### YOUR OBJECTIVE
In the material below, change every "innermost point" to "most interior point" and keep all other text the same.

[Records]
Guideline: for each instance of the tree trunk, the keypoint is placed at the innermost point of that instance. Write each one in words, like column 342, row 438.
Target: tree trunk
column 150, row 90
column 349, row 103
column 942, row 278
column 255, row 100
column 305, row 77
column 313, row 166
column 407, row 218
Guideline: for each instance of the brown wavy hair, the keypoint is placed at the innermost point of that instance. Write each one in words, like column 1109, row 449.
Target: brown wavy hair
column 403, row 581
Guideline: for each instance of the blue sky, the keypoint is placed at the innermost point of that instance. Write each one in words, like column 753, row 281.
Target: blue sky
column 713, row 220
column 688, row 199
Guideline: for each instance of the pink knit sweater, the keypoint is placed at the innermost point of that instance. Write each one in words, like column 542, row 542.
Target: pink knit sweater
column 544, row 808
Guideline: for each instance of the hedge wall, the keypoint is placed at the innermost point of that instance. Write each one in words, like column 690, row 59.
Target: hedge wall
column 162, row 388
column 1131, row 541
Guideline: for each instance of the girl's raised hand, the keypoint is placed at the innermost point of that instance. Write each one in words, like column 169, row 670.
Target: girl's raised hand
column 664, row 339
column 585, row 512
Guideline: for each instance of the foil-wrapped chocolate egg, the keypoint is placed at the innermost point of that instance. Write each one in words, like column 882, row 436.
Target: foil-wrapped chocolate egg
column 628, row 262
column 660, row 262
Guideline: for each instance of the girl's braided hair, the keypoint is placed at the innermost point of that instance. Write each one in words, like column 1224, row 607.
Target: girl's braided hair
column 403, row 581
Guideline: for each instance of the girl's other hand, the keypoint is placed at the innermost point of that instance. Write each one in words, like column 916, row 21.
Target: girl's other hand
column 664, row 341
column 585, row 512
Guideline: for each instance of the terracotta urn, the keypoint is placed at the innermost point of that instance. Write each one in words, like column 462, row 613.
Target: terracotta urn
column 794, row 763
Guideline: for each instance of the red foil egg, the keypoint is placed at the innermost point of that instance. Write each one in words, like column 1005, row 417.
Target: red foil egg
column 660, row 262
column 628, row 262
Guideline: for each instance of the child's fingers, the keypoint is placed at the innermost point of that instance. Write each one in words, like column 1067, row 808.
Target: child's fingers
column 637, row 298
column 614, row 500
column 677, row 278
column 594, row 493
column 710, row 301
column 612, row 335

### PROBLEM SOLUTION
Guideline: for each instance of the tree trunk, the keypoint is placed at the most interior point of that instance. Write each one in words, like column 342, row 438.
Target: tree trunk
column 150, row 90
column 349, row 103
column 942, row 278
column 255, row 100
column 305, row 77
column 313, row 166
column 407, row 218
Guideline: for each instance of the brown wavy hair, the keypoint is placed at the most interior point of that instance. Write each one in words, like column 1109, row 449.
Target: brown wavy hair
column 403, row 581
Guideline: for each instance of the blue sky, the keypoint is placed at the most interior point of that instance. Write each one in words, like column 753, row 281.
Target: blue sky
column 713, row 220
column 688, row 199
Guideline: for each instance of the pink knit sweater, the keypoint is placed at the most interior point of that instance. Write each one in words, like column 542, row 542.
Target: pink knit sweater
column 544, row 808
Guideline: for each instance of the hedge wall, the keypoint is placed at the most interior point of that instance. Write each one in words, like column 690, row 59.
Target: hedge wall
column 162, row 388
column 1131, row 541
Guideline: for each instance of the girl's raised hand, the keypoint is placed at the most interior point of that instance. Write each one in words, like column 169, row 670.
Target: girl's raised hand
column 664, row 339
column 585, row 512
Guideline: for each instance of the foil-wrapped chocolate egg, the keypoint is placed at the most interior point of that instance. Write each one in words, like column 882, row 436.
Target: foil-wrapped chocolate egg
column 628, row 262
column 660, row 262
Guideline: for each instance of the girl's braided hair, the keypoint is placed at the most interior point of that instance. Write each one in words, like column 1224, row 607.
Target: girl's braided hair
column 403, row 581
Guideline: for each instance of the girl's other hand, the keypoint is placed at the most interior point of that instance. Write each one in words, like column 916, row 21.
Target: girl's other hand
column 664, row 341
column 585, row 512
Guideline: for each instance of the terracotta urn, the keypoint is placed at the most interior point of that instance. Write each one in words, like column 462, row 613.
Target: terracotta urn
column 794, row 763
Guideline: for each instance of the red foil egg, the keypoint is placed at the most interior point of that instance. Write each one in words, like column 1005, row 417.
Target: red foil egg
column 660, row 262
column 628, row 262
Guideline: for each instance of the child's fingers, the keypoint is placed at the most interior point of that instance. Write each one in words, like column 1067, row 808.
Target: child's fingers
column 637, row 298
column 614, row 500
column 677, row 278
column 594, row 493
column 710, row 301
column 612, row 335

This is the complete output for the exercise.